§ **Try it**: The exercise calls for a faithful copy of all the data.

§ **Data in this exercise**:
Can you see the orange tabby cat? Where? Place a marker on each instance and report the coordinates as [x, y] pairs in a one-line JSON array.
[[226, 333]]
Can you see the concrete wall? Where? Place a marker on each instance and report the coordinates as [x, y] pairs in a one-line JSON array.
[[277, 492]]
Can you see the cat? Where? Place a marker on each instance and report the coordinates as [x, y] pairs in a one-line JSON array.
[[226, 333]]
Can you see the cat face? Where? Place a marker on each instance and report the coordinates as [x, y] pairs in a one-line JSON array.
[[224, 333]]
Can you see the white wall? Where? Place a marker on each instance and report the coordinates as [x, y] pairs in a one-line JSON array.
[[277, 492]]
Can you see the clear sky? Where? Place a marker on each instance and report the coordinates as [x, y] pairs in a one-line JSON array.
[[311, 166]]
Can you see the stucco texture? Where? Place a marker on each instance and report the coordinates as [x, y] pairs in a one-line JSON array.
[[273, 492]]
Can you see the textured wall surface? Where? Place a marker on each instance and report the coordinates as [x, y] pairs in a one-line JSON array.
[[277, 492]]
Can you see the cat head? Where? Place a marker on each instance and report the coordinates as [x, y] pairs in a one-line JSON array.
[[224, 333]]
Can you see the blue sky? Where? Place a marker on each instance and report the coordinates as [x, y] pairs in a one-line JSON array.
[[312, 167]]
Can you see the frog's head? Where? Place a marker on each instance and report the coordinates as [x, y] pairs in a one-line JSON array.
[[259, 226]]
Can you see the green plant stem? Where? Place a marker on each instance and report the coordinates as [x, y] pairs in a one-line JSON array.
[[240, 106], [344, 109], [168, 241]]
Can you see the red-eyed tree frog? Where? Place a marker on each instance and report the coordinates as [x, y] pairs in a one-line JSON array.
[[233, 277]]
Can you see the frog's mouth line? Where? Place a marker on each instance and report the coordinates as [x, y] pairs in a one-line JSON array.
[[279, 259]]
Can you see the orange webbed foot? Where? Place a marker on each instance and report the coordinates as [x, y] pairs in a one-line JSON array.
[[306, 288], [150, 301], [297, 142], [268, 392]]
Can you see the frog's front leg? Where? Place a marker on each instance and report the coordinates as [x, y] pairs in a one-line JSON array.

§ **Task response**:
Can you see the orange tabby cat? Where? Place a marker on each instance and report the coordinates as [x, y] pairs in a one-line JSON array.
[[226, 333]]
Can you see the concrete wall? Where? Place a marker on each instance and report the coordinates as [x, y] pairs in a one-line JSON array.
[[277, 492]]
Can you see the cat? Where? Place a marker on each instance and report the coordinates as [x, y] pairs in a one-line JSON array.
[[226, 333]]
Can you see the cat face? Where? Place a marker on each instance and report the coordinates as [x, y] pairs in a one-line JSON array.
[[224, 333]]
Can you see the white wall? Where? Place a marker on each instance and report the coordinates as [x, y] pairs in a one-line JSON array.
[[277, 492]]
Can you see the clear sky? Where? Place a marker on each instance and report the coordinates as [x, y] pairs in a one-line JSON array.
[[311, 166]]
Can you see the stucco texture? Where? Place a marker on each instance and report the coordinates as [x, y] pairs in a one-line JSON array.
[[273, 492]]
Can you see the textured wall surface? Where? Place a marker on each instance and report the coordinates as [x, y] pairs in a one-line JSON array.
[[277, 492]]
Can you see the cat head? Where? Place a marker on each instance and report the coordinates as [x, y] pairs in a one-line JSON array.
[[224, 333]]
Can you see the blue sky? Where? Place a marker on each instance and report the coordinates as [x, y] pairs in a one-line JSON array.
[[312, 167]]
Can you see the frog's head? Where? Place a marker on each instance and report the coordinates as [x, y] pairs in a one-line JSON array.
[[259, 226]]
Can you see the green plant stem? Where? Place a marker on each instance and report the coordinates as [x, y] pairs in a one-line JSON array.
[[240, 106], [344, 109], [168, 241]]
Can you see the red-eyed tree frog? Where? Place a marker on each instance and report the coordinates as [x, y] pairs in a one-line JSON array.
[[233, 277]]
Can you see the frog's mouth line? Where? Place a marker on each instance and report the coordinates as [x, y] pairs in a one-line JSON array.
[[279, 259]]
Can you see the orange webbed foot? Where? Place a marker on each instance and report the coordinates as [x, y] pairs in a one-line JSON array.
[[306, 288], [150, 301], [297, 142], [268, 392]]
Can you see the frog's front leg? Where? Place a marker on each instance and report the coordinates as [x, y] pairs in a one-line JSON array.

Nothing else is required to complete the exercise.